DOCUMENT SECTION:

— START —

Thank you for printing this article on the front page, and for keeping us informed.


It's About The Priesthood

Just a note of praise and thanks for including excerpts from “Another Face of the Priesthood,” Msgr. Earl Boyea's article in the February issue of First Things magazine (“The Gift and Challenge of Priestly Celibacy,” March 4-10).

There is a timely text in Scripture which reads, “truth stumbles in the public square and uprightness cannot enter” (Isaiah 59:14) and indeed, current analysis and discussion of priests and the priesthood is often “stumbling.”

Without doubt, Father Cozzen's controversial book The Changing Face of the Priesthood needed precisely such a clarification. Msgr. Boyea has provided a positive, proactive response. He carefully nuances his analysis and manages to “speak the truth in love” (Ephesians 3:15). For example, he states: “I recognize many of the problems discussed by Father Cozzens, but I believe that, at least in some cases, he frames the problem in a way that is, no doubt inadvertently, profoundly misleading.”

Msgr. Boyea courageously asserts what many people suspect, but are rather reluctant to acknowledge. He writes within the context of a practical realism and pinpoints the distortion of facts and issues with competence and a sense of conviction. Msgr. Boyea states that he would welcome a “more accurate and balanced depiction of the priesthood.” This would be greatly appreciated by many people! Perhaps Msgr. Boyea himself could consider such an endeavor? Meanwhile I give thanks for the many splendid priests who daily witness a faithful, faith-filled “depiction” of the priest-hood.

I appreciate and commend the Register's instructive, inspirational and interesting articles!

— END —

RAW DATA:
— START —

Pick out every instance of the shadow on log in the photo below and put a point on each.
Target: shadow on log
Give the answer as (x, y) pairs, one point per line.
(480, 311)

— END —

Quote the letter about the priesthood between "Msgr. Boyea courageously" and "of the priest-hood.", inclusive. The data were drawn from a different source.

Msgr. Boyea courageously asserts what many people suspect, but are rather reluctant to acknowledge. He writes within the context of a practical realism and pinpoints the distortion of facts and issues with competence and a sense of conviction. Msgr. Boyea states that he would welcome a “more accurate and balanced depiction of the priesthood.” This would be greatly appreciated by many people! Perhaps Msgr. Boyea himself could consider such an endeavor? Meanwhile I give thanks for the many splendid priests who daily witness a faithful, faith-filled “depiction” of the priest-hood.